--- START Records for processing ---

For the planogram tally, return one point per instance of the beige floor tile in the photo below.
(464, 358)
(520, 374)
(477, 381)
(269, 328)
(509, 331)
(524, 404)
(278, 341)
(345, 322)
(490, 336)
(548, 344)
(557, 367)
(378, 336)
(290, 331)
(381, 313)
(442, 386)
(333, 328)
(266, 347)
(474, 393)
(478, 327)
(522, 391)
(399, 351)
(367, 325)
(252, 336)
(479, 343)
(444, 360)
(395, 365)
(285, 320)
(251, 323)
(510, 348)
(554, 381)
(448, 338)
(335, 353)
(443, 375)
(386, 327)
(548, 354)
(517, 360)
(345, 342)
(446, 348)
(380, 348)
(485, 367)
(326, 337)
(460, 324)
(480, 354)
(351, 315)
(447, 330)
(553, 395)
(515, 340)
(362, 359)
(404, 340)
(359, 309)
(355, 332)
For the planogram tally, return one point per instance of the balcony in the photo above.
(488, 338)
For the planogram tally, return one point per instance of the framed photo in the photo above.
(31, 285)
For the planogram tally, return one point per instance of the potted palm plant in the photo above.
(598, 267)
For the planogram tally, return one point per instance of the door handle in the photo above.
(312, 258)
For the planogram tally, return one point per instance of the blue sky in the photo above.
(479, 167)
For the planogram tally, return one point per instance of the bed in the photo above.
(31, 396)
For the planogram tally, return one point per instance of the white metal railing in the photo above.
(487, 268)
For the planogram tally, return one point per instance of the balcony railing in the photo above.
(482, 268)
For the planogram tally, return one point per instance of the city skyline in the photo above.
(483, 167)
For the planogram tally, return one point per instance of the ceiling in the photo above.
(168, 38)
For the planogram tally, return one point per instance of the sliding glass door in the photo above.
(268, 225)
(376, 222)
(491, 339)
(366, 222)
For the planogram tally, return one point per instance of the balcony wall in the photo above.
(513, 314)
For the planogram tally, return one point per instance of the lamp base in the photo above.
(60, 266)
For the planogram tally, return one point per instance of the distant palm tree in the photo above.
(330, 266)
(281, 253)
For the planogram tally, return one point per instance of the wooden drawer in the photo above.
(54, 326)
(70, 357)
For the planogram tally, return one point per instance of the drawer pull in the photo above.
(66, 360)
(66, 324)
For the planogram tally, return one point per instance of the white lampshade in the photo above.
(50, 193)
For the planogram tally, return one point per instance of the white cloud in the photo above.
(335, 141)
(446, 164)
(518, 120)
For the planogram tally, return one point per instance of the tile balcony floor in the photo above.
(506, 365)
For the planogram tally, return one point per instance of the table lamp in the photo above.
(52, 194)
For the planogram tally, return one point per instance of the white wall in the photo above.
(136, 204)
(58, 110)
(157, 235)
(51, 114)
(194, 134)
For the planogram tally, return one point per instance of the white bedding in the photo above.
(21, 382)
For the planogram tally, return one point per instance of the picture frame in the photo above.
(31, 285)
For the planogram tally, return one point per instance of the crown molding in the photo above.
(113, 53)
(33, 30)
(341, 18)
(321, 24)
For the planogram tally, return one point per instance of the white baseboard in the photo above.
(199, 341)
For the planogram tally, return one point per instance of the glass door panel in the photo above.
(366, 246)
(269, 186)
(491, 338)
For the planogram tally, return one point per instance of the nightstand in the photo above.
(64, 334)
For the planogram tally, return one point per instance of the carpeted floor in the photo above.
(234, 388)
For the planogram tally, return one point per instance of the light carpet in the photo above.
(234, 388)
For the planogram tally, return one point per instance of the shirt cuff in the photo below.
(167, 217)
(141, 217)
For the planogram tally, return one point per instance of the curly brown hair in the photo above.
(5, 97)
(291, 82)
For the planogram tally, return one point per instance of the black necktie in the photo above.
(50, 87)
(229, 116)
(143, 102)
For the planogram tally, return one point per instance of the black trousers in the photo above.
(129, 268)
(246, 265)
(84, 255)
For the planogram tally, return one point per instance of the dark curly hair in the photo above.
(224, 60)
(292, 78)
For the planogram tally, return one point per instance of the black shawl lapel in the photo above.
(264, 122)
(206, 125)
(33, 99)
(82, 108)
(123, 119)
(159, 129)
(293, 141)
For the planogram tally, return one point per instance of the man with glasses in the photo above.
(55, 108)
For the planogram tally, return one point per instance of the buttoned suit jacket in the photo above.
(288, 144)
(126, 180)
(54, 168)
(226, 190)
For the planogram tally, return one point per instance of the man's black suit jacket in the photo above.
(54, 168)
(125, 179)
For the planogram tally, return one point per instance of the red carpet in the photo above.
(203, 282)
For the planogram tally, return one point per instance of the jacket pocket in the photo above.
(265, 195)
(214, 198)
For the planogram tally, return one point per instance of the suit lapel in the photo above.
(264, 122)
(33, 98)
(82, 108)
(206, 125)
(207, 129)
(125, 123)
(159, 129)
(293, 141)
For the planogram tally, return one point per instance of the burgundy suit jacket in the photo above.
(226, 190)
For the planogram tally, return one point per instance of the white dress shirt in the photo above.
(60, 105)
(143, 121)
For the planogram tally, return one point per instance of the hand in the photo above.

--- END Records for processing ---

**Stated exercise:** Copy out all of the material above line by line, changing nothing.

**Answer:**
For the planogram tally, return one point per instance of the beige floor tile in the photo below.
(464, 358)
(520, 374)
(477, 381)
(269, 328)
(509, 331)
(524, 404)
(278, 341)
(345, 322)
(490, 336)
(548, 344)
(557, 367)
(378, 336)
(290, 331)
(381, 313)
(442, 386)
(333, 328)
(266, 347)
(474, 393)
(478, 327)
(522, 391)
(399, 351)
(367, 325)
(252, 336)
(479, 343)
(444, 360)
(395, 365)
(285, 320)
(251, 323)
(510, 348)
(554, 381)
(448, 338)
(335, 353)
(443, 375)
(386, 327)
(548, 354)
(517, 360)
(345, 342)
(446, 348)
(380, 348)
(485, 367)
(326, 337)
(460, 324)
(480, 354)
(351, 315)
(447, 330)
(553, 395)
(515, 340)
(362, 359)
(404, 340)
(359, 309)
(355, 332)
For the planogram tally, return one point per instance of the balcony in the photo above.
(488, 338)
For the planogram tally, return one point per instance of the framed photo in the photo above.
(31, 285)
For the planogram tally, return one point per instance of the potted palm plant in the photo above.
(598, 267)
For the planogram tally, return one point per instance of the door handle in the photo above.
(312, 258)
For the planogram tally, return one point per instance of the blue sky in the photo above.
(479, 167)
For the planogram tally, return one point per instance of the bed in the photo above.
(31, 396)
For the planogram tally, return one point per instance of the white metal railing in the photo above.
(487, 268)
For the planogram tally, return one point per instance of the balcony railing in the photo above.
(482, 268)
For the planogram tally, return one point per instance of the city skyline in the photo above.
(483, 167)
For the planogram tally, return one point per instance of the ceiling in the photo above.
(168, 38)
For the planogram tally, return one point per instance of the sliding glass door in the photo above.
(268, 225)
(376, 222)
(491, 339)
(366, 222)
For the planogram tally, return one point per instance of the balcony wall in the photo above.
(513, 314)
For the planogram tally, return one point per instance of the lamp base in the photo above.
(60, 266)
For the planogram tally, return one point per instance of the distant palm tree in the photo above.
(330, 266)
(281, 253)
For the planogram tally, return one point per instance of the wooden drawer in the photo above.
(54, 326)
(70, 357)
For the planogram tally, return one point per instance of the drawer pull in the photo above.
(66, 360)
(66, 324)
For the planogram tally, return one point per instance of the white lampshade in the photo above.
(50, 193)
For the planogram tally, return one point per instance of the white cloud in the photo above.
(335, 141)
(446, 164)
(518, 120)
For the planogram tally, return one point per instance of the tile balcony floor in the photo above.
(506, 365)
For the planogram tally, return one point per instance of the table lamp in the photo above.
(52, 194)
For the planogram tally, return one point per instance of the white wall in the photo above.
(136, 204)
(58, 110)
(157, 235)
(51, 114)
(194, 134)
For the planogram tally, return one point per instance of the white bedding in the photo above.
(21, 382)
For the planogram tally, return one point per instance of the picture frame in the photo above.
(31, 285)
For the planogram tally, return one point per instance of the crown molding in the photo above.
(113, 53)
(33, 30)
(341, 18)
(321, 24)
For the planogram tally, return one point per instance of the white baseboard in the photo above.
(199, 341)
For the planogram tally, return one point per instance of the glass door panel in the photo above.
(366, 246)
(269, 186)
(491, 338)
For the planogram tally, return one point per instance of the nightstand in the photo above.
(64, 334)
For the planogram tally, return one point per instance of the carpeted floor in the photo above.
(234, 388)
For the planogram tally, return one point per instance of the light carpet in the photo above.
(234, 388)
For the planogram tally, return one point per instance of the shirt cuff in the photo below.
(167, 217)
(141, 217)
For the planogram tally, return one point per instance of the curly brown hair in the photo above.
(5, 97)
(291, 82)
For the planogram tally, return one point per instance of the black necktie in the photo above.
(50, 87)
(229, 116)
(143, 102)
For the planogram tally, return one point per instance of the black trousers in the photo above.
(129, 268)
(246, 265)
(84, 255)
For the planogram tally, return one point per instance of the dark curly hair in the photo above.
(224, 60)
(292, 78)
For the planogram tally, return one point per instance of the black shawl lapel in the photo above.
(264, 122)
(206, 125)
(33, 99)
(82, 108)
(123, 119)
(159, 129)
(293, 141)
For the planogram tally, return one point per instance of the man with glasses in the photo above.
(55, 108)
For the planogram tally, return one point per instance of the buttoned suit jacket in the photo above.
(288, 144)
(126, 180)
(54, 168)
(226, 190)
For the planogram tally, return one point per instance of the man's black suit jacket in the photo above.
(54, 168)
(125, 179)
For the planogram tally, return one point per instance of the red carpet in the photo above.
(203, 282)
For the planogram tally, return one point per instance of the jacket pocket in the photo above.
(265, 195)
(214, 198)
For the planogram tally, return one point per instance of the suit lapel in the photo above.
(264, 122)
(33, 98)
(82, 108)
(206, 125)
(207, 129)
(125, 123)
(159, 129)
(293, 141)
For the planogram tally, return one point per instance of the burgundy suit jacket in the photo above.
(226, 190)
For the planogram tally, return one point per instance of the white dress shirt in the photo above.
(60, 105)
(143, 121)
For the planogram tally, return one point per instance of the hand in the photo above.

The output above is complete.